** RECORD EXTRACTS follows **

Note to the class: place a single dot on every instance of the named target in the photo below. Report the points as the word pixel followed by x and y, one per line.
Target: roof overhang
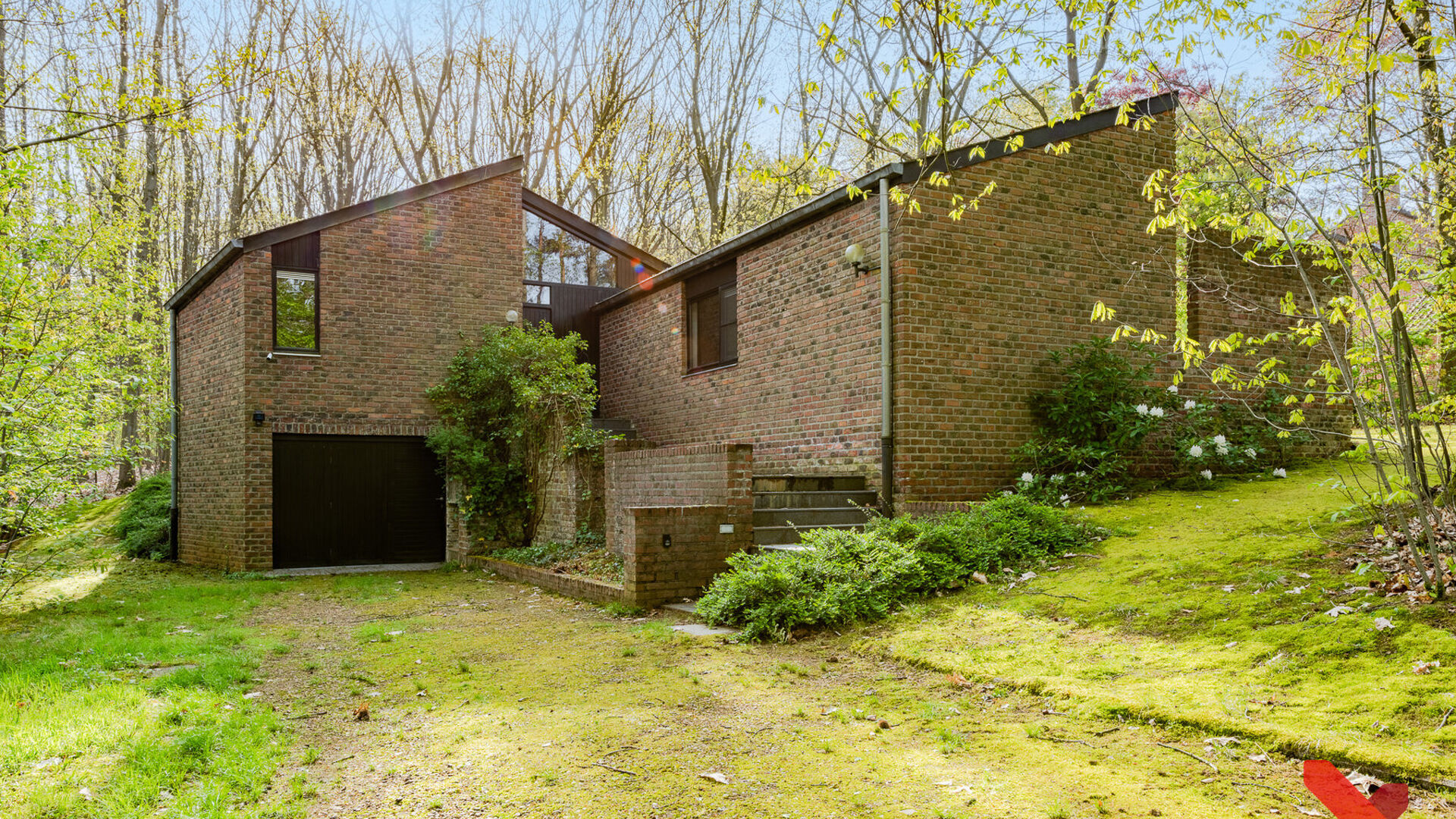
pixel 897 174
pixel 235 248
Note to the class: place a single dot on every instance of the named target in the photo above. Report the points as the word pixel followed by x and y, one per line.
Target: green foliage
pixel 145 522
pixel 861 576
pixel 513 409
pixel 1106 417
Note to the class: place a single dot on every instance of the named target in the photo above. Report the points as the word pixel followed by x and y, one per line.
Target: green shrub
pixel 145 525
pixel 859 576
pixel 511 409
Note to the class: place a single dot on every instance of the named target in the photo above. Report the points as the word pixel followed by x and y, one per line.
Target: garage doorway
pixel 354 500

** End of RECORD EXTRACTS **

- ABOUT THIS TASK -
Without the pictures, write out the whole listing above exactly as it appears.

- WRITTEN REPLY -
Note to the class: place a single dot on every instance of the named target in the photo below. Report the points as the word pixel followed by x and y, one per line.
Target: roof overhang
pixel 897 174
pixel 235 248
Note to the class: place a single dot on every instance of the named target in the photo above. Report the points as the word pixel followed by x and y, one per line.
Target: green foliage
pixel 145 522
pixel 861 576
pixel 513 409
pixel 1106 417
Note to the class: place a single dot on every instance of the named target in the photo above. Report the points as the word pixel followed by x and y, one per line.
Target: green shrub
pixel 145 525
pixel 859 576
pixel 511 409
Note to the class: place a single dot on every instance of the named target in the photo above. Report the points as the word pixel followed by x and y, one per line.
Target: garage doorway
pixel 354 500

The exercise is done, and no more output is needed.